INSTRUCCIONES:
Reescribe estas filas, por favor, cambiando "Target" por "Label" y dejando todo lo demás igual.
#### DATOS EXTRAÍDOS ####
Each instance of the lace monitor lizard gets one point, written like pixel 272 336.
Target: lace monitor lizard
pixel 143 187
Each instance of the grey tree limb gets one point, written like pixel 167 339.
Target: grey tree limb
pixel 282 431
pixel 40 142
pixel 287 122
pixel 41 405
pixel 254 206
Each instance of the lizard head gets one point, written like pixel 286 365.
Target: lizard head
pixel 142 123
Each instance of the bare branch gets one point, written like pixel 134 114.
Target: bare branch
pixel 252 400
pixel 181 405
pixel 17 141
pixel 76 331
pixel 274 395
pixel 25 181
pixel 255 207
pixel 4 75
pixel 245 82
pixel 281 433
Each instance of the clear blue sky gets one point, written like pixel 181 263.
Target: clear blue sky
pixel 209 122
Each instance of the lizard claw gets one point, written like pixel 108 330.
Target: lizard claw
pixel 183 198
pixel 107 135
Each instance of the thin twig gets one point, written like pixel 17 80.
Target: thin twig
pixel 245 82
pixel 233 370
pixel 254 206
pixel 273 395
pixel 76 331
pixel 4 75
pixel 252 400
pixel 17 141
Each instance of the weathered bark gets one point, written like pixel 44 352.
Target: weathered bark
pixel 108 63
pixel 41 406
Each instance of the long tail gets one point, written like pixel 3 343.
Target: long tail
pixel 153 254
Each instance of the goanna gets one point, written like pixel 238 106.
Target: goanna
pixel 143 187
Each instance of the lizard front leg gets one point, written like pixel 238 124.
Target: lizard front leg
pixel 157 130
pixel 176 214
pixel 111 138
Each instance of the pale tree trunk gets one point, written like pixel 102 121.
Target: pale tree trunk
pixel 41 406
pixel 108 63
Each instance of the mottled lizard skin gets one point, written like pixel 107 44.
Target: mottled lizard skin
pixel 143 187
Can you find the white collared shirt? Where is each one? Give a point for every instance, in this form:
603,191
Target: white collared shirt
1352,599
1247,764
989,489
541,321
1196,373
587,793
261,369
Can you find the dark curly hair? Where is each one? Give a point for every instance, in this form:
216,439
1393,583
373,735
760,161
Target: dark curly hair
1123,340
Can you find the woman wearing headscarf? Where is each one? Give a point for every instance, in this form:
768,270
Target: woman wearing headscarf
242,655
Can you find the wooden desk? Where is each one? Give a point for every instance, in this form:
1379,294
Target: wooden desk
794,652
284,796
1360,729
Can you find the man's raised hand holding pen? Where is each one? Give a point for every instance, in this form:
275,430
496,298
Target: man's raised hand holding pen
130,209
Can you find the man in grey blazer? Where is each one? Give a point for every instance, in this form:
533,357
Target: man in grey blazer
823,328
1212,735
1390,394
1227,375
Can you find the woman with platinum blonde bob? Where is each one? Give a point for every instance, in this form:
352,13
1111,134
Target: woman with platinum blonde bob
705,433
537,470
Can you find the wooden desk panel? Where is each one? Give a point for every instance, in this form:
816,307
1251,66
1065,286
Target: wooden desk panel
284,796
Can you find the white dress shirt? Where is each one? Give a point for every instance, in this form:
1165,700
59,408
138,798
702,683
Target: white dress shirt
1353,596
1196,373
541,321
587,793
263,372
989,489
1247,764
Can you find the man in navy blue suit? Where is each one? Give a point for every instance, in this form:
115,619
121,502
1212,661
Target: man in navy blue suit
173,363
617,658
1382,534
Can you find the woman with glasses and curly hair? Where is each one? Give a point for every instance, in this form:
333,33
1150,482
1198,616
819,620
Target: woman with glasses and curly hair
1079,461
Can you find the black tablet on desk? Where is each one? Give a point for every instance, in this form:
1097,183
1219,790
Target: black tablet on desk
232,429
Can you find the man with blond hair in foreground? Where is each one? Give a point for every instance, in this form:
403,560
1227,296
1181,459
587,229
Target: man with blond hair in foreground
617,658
####
SOLUCIÓN:
Each instance of the lace monitor lizard gets one point, written like pixel 272 336.
Label: lace monitor lizard
pixel 143 187
Each instance of the grey tree limb gets one point, written like pixel 167 339.
Label: grey tree limb
pixel 282 431
pixel 40 142
pixel 287 122
pixel 41 405
pixel 254 206
Each instance of the lizard head gets one point, written like pixel 286 365.
Label: lizard head
pixel 142 123
Each instance of the bare branch gets one point, written like pixel 134 114.
Label: bare branch
pixel 252 400
pixel 181 405
pixel 17 141
pixel 76 331
pixel 274 395
pixel 25 181
pixel 255 207
pixel 4 75
pixel 245 82
pixel 281 433
Each instance of the clear blue sky gets one point, written like pixel 181 263.
Label: clear blue sky
pixel 209 122
Each instance of the lizard claw gets one point, written like pixel 108 330.
Label: lizard claw
pixel 183 198
pixel 107 135
Each instance of the thin twig gets one point, written like pixel 17 80.
Label: thin twig
pixel 245 82
pixel 233 370
pixel 254 206
pixel 273 395
pixel 76 331
pixel 4 75
pixel 252 400
pixel 17 141
Each instance of the weathered bark gets one point, written like pixel 44 352.
Label: weathered bark
pixel 108 63
pixel 41 406
Each instance of the long tail gets one point, written like pixel 3 343.
Label: long tail
pixel 153 254
Each instance of the goanna gets one point, written like pixel 238 106.
Label: goanna
pixel 143 187
Each instance of the lizard front leg gets one point, written like pixel 238 124.
Label: lizard front leg
pixel 157 130
pixel 176 214
pixel 111 138
Each instance of the pale tree trunk gets one point, written like pixel 102 121.
Label: pale tree trunk
pixel 41 406
pixel 108 63
Each instance of the mottled lizard skin gets one point, written like pixel 107 44.
Label: mottled lizard skin
pixel 143 187
Can you find the white collared shirt? Where is each one? Give a point for every instance, in this form:
603,191
Label: white collared shirt
1352,599
1247,764
989,489
541,321
1196,373
587,793
261,369
Can you find the dark curly hair? Where is each one? Give a point for every instance, in this form:
216,439
1393,583
373,735
760,161
Label: dark curly hair
1123,340
Can you find the woman wearing headscarf? Where is each one? Give a point for every instance, in this form:
768,270
Label: woman wearing headscarf
242,655
Can you find the wooden desk? Where is each one? Give a point for every instance, in this form:
1379,294
Label: wooden desk
794,652
284,796
1360,729
Can you find the man's raised hand holding pen? Where is each one? Give a point for every instance, in this form:
275,430
496,298
Label: man's raised hand holding pen
130,209
Can you find the man in grey blazer? Where is each one? Give a point for every instance, in this form:
533,357
Label: man in grey blazer
823,328
1212,735
1390,394
1227,375
Can you find the woman with platinum blonde bob? Where is each one? Give a point for every instance, in this form:
352,13
1111,134
Label: woman with platinum blonde bob
705,433
537,470
Can you find the wooden desk panel? Where is each one? Give a point for every instance, in this form:
816,307
1251,66
1065,286
Label: wooden desk panel
284,796
Can you find the white dress shirt? Where is each one? Give a point for every instance, in this form:
1165,700
59,408
138,798
702,683
Label: white dress shirt
1353,596
1196,373
541,321
587,793
263,372
989,489
1247,764
Can you find the man in navy blue suit? Where is each one? Give a point for every instance, in this form:
115,619
121,502
1212,661
Label: man in navy blue suit
173,363
617,658
1382,534
Can you find the woman with glasses and curly hair? Where is each one? Give a point for every instance, in this form:
333,33
1150,482
1198,616
819,620
Label: woman with glasses and curly hair
1079,461
Can you find the black tablet on desk? Where is each one? Give a point for every instance, in this form:
1097,183
1219,790
Label: black tablet on desk
232,429
Can you find the man with blond hair in foreground? Where is each one? Give a point for every instance, in this form:
403,560
1227,296
1181,459
587,229
Label: man with blond hair in foreground
617,658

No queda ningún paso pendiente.